## WHAT THE TASK REQUIRES:
Pick out every line of the items below that contains the word "time", and copy each of those lines. Case matters.

## DATA LISTING:

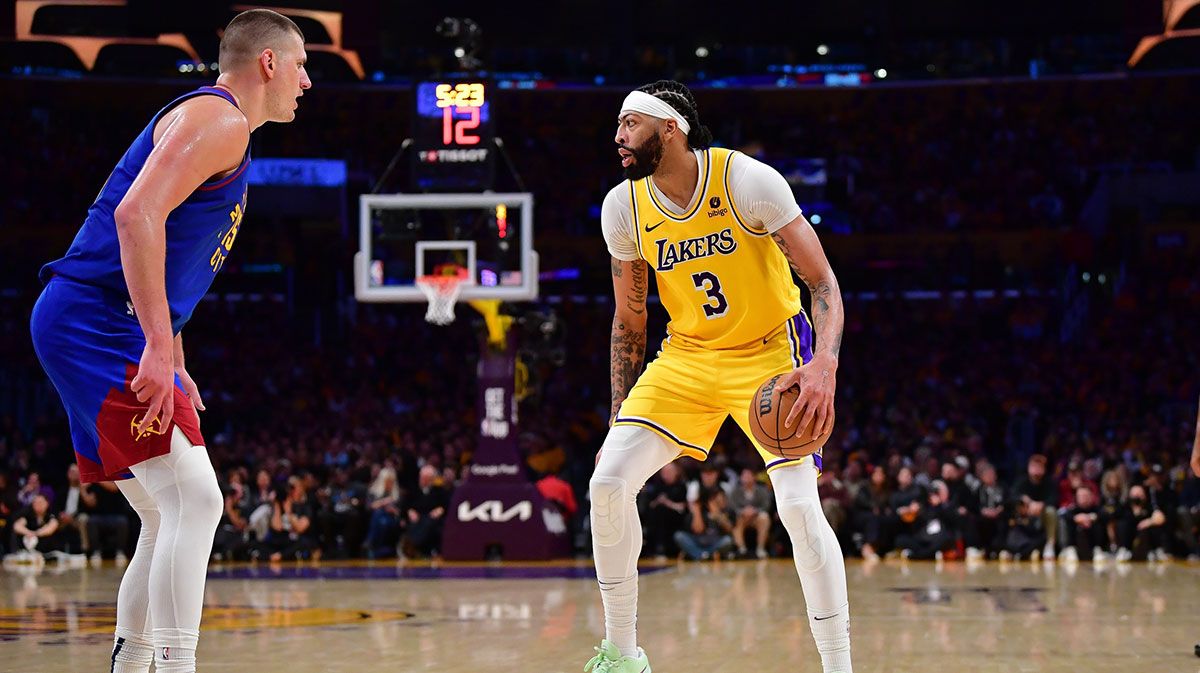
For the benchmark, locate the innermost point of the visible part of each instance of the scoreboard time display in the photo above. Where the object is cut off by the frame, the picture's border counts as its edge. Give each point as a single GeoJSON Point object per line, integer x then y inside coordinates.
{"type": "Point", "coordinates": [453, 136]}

==

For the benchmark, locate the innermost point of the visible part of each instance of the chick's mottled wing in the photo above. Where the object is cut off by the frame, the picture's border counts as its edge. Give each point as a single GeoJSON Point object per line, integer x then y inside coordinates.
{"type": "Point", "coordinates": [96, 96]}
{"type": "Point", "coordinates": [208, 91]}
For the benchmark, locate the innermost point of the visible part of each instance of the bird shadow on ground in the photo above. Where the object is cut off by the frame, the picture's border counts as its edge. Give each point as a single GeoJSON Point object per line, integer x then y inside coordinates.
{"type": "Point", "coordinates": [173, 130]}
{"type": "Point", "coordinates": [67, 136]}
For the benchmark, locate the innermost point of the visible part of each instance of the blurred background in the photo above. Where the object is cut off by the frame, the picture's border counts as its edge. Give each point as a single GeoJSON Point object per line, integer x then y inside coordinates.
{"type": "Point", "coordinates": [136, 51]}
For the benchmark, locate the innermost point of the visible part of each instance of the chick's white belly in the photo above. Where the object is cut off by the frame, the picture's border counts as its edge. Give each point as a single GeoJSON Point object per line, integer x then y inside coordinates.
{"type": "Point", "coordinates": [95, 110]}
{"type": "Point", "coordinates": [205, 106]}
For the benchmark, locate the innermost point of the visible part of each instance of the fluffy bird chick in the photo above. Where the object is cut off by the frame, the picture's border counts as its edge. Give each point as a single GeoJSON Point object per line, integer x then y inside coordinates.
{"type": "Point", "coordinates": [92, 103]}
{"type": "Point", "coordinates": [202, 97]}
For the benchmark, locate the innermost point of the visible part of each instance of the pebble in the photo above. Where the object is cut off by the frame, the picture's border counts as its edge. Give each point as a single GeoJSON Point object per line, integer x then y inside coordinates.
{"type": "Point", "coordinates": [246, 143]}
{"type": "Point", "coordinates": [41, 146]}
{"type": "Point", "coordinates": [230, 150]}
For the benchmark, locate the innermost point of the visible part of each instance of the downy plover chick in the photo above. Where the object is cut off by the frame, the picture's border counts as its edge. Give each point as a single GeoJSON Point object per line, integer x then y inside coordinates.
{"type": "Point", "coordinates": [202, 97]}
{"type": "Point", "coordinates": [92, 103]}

## FINISHED TASK:
For the benchmark, locate the innermost point of the visible part of each instance of the scoreboard time display in the photo above. Where the object is cut off by the frame, the picture's border counts as its edge. Give each point as a single GeoJSON Point object per line, integer x then y inside coordinates.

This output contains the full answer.